__AUFGABEN__.
1) Auf welchen Betrag setzte die belangte Behörde im Erkenntnis zur Haftung nach § 12 BAO die Haftung des Beschwerdeführers herab?
2) Schreiben Sie das Erkenntnis zur Haftung nach § 12 BAO im Anschluss an seinen letzten Satz weiter.

__DOKUMENTABSCHNITT__.
--- --- ---

VwGH vom 17.09.1996, 92/14/0138

Betreff

Der Verwaltungsgerichtshof hat durch den Vorsitzenden Senatspräsident Dr. Weiss und die Hofräte Dr. Karger, Dr. Graf, Mag. Heinzl und Dr. Zorn als Richter, im Beisein des Schriftführers Mag. Hajicek, über die Beschwerde des A in F, vertreten durch Dr. R, Rechtsanwalt in I, gegen den Bescheid (Berufungsentscheidung) der Finanzlandesdirektion für Tirol vom , Zl 50.042-5/92, betreffend Haftung gemäß § 12 BAO, zu Recht erkannt:

Spruch

Die Beschwerde wird als unbegründet abgewiesen.

Der Beschwerdeführer hat dem Bund Aufwendungen in der Höhe von S 4.565,-- binnen zwei Wochen bei sonstiger Exekution zu ersetzen.

Begründung

Der Beschwerdeführer war Gesellschafter einer OHG, über deren Vermögen im Jahr 1985 das Ausgleichsverfahren eröffnet wurde. Im Mai 1986 wurde der mit den Gläubigern abgeschlossene Ausgleich mit einer Quote von 60 % zahlbar in zwölf gleichen Monatsraten gemäß § 49 AO bestätigt. Im Juni 1986 mahnte das Finanzamt die OHG, binnen 14 Tagen bei Terminverlust und Wiederaufleben gemäß § 53 Abs 4 und 5 AO die nichtbezahlte erste Ausgleichsrate einzuzahlen. Eine Einzahlung erfolgte nach der Aktenlage nicht.

Mit Haftungsbescheid vom nahm das Finanzamt den Beschwerdeführer als Haftungspflichtigen gemäß § 12 BAO für die aushaftenden Abgabenschuldigkeiten der OHG im Ausmaß von S 342.089,-- in Anspruch und forderte ihn auf, diesen Betrag innerhalb eines Monates ab Zustellung des Bescheides einzuzahlen, wobei die Abgaben nach Zeitraum, Abgabenart und Betrag aufgeschlüsselt wurden.

Der Beschwerdeführer erhob sowohl gegen die Geltendmachung der Haftung als auch (gemäß § 248 BAO) gegen den Bescheid über den Abgabenanspruch Berufung.

Die belangte Behörde gab der Berufung gegen den Haftungsbescheid insofern teilweise statt, als sie den Beschwerdeführer als Haftungspflichtigen (nur noch) für aushaftende Abgabenschuldigkeiten der OHG im Ausmaß von S 335.089,-- heranzog. In der Begründung wies die belangte Behörde ausdrücklich darauf hin, daß in der Berufungsentscheidung nur über die Heranziehung des Beschwerdeführers zur Haftung für die in Rede stehenden Abgabenschuldigkeiten entschieden werde, während die Entscheidung über die Berufung gegen die bekämpften Abgabenansprüche gesonderten Bescheiden vorbehalten bleibe.

In der Folge wies die belangte Behörde insbesondere darauf hin, daß unbestritten die noch aushaftenden Abgabenschulden bei der primärschuldnerischen Gesellschaft nicht eingebracht werden könnten, weshalb die Voraussetzungen für die Inanspruchnahme des persönlich haftenden Gesellschafters gemäß § 12 BAO vorlägen. Im übrigen begründete die belangte Behörde auch einen vom Beschwerdeführer in der Berufung bestrittenen Abgabenanspruch hinsichtlich Umsatzsteuervorauszahlung (8/1985) mit entsprechenden Buchungsvorgängen.

--- --- ---

__DATENAUSZUG__.
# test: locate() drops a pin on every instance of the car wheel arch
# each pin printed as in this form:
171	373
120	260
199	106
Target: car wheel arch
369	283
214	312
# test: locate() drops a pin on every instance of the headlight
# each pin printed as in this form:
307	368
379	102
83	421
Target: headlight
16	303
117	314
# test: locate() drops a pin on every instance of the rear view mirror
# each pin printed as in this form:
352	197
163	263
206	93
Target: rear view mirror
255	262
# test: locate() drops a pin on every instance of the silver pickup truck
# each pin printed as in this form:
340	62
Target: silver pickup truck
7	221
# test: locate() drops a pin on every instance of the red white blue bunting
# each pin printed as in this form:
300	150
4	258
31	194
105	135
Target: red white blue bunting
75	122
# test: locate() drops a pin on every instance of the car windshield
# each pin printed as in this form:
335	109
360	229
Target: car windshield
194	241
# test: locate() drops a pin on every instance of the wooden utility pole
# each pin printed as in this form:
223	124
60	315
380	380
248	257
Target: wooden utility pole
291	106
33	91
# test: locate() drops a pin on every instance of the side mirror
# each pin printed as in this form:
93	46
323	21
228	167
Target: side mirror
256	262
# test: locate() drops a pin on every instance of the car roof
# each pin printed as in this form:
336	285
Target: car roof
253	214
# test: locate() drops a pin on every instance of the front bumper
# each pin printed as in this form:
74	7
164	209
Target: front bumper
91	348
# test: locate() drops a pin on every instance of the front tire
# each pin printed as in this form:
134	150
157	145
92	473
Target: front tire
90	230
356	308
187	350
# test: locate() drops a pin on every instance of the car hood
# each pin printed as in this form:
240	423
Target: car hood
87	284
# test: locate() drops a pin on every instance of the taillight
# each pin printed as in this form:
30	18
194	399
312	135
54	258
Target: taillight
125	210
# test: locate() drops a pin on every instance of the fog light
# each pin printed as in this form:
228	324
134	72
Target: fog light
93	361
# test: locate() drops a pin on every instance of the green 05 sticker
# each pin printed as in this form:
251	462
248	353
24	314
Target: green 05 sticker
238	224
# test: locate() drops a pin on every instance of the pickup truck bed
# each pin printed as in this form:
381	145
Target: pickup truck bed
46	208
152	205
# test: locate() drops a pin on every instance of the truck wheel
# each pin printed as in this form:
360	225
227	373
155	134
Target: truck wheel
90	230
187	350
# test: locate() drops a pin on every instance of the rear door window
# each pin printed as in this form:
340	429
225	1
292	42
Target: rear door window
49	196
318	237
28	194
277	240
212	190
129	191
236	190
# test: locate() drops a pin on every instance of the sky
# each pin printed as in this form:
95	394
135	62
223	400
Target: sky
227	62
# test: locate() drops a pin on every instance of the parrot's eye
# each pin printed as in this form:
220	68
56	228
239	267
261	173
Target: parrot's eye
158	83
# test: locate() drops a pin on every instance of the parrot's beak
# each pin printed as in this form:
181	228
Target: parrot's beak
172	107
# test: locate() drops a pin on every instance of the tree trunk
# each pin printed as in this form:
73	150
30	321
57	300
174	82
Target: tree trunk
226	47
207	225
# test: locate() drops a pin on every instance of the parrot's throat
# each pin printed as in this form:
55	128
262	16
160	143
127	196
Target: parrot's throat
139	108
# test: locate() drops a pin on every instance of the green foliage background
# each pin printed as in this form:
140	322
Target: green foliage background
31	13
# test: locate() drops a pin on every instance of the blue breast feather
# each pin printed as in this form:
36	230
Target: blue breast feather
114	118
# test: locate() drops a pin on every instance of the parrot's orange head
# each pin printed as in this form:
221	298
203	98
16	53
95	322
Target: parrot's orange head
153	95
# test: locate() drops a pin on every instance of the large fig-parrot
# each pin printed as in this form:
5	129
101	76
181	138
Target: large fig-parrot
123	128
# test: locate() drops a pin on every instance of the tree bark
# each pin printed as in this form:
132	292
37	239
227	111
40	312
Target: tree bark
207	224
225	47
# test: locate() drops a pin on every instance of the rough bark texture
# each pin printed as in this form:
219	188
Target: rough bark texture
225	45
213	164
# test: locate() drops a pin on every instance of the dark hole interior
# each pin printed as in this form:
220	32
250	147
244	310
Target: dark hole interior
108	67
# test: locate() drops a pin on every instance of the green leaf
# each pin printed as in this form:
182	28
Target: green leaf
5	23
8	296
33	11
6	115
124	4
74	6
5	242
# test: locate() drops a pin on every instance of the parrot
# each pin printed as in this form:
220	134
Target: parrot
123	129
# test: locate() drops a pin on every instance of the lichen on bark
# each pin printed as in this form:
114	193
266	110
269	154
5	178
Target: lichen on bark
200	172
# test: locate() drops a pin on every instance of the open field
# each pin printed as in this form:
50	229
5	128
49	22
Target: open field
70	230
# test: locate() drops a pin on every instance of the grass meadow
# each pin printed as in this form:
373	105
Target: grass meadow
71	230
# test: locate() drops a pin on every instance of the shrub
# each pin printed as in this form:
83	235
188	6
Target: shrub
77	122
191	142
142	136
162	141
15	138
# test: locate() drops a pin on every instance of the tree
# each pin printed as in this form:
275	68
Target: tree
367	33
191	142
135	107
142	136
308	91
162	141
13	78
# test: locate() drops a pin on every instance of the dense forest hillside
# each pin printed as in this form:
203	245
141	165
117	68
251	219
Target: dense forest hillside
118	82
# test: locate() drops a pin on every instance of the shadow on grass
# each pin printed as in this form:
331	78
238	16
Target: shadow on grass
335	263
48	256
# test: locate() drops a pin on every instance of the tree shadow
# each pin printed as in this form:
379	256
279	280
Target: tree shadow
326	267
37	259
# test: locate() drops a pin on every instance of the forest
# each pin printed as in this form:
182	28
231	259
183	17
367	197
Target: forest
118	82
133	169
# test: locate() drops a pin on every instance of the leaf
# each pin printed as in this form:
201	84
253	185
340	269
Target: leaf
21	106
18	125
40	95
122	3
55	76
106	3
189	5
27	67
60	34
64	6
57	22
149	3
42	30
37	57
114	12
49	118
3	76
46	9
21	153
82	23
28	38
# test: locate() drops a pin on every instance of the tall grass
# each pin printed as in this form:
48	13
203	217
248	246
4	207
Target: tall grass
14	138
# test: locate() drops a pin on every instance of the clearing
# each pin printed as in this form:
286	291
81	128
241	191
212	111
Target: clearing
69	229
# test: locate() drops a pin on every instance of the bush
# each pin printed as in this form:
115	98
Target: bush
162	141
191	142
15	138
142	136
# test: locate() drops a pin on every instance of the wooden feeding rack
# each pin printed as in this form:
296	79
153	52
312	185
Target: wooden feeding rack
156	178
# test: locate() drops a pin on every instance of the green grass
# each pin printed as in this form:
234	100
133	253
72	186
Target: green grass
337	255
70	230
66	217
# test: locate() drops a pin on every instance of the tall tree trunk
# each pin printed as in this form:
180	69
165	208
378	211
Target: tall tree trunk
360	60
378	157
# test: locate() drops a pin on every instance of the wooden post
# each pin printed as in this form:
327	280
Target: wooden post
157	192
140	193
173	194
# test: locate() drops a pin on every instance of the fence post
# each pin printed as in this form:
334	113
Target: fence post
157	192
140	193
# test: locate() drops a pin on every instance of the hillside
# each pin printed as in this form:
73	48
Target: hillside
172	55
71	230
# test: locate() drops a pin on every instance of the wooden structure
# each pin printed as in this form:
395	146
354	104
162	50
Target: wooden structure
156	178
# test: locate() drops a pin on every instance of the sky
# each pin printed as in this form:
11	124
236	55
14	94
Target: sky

--- --- ---

__GEORDNETE ANTWORTEN__.
1) Auf S 335.089,--.

2)
Der Beschwerdeführer bekämpft diesen Bescheid wegen Rechtswidrigkeit seines Inhaltes und Rechtswidrigkeit infolge Verletzung von Verfahrensvorschriften und beantragt die Aufhebung des angefochtenen Bescheides.

Die belangte Behörde legte die Akten des Verwaltungsverfahrens vor und beantragt in ihrer Gegenschrift die kostenpflichtige Abweisung der Beschwerde.

Der Verwaltungsgerichtshof hat erwogen:

Gemäß § 12 BAO haften die Gesellschafter von als solche abgabepflichtigen und nach bürgerlichem Recht voll oder teilweise rechtsfähigen Personenvereinigungen ohne eigene Rechtspersönlichkeit persönlich für die Abgabenschulden der Personenvereinigung. Der Umfang ihrer Haftung richtet sich nach den Vorschriften des bürgerlichen Rechtes.

Gemäß § 128 HGB haften die Gesellschafter einer OHG persönlich, unmittelbar und unbeschränkt für die Verbindlichkeiten der Gesellschaft.

Die in Abgabenvorschriften geregelten persönlichen Haftungen werden zufolge § 224 Abs 1 BAO durch Erlassung von Haftungsbescheiden geltend gemacht. In diesen ist der Haftungspflichtige unter Hinweis auf die gesetzliche Vorschrift, die seine Haftungspflicht begründet, aufzufordern, die Abgabenschuld, für die er haftet, binnen einer Frist von einem Monat zu entrichten.

Gemäß § 248 BAO kann der nach Abgabenvorschriften Haftungspflichtige unbeschadet der Einbringung einer Berufung gegen seine Heranziehung zur Haftung innerhalb der für die Einbringung der Berufung gegen den Haftungsbescheid offenstehenden Frist auch gegen den Bescheid über den Abgabenanspruch berufen.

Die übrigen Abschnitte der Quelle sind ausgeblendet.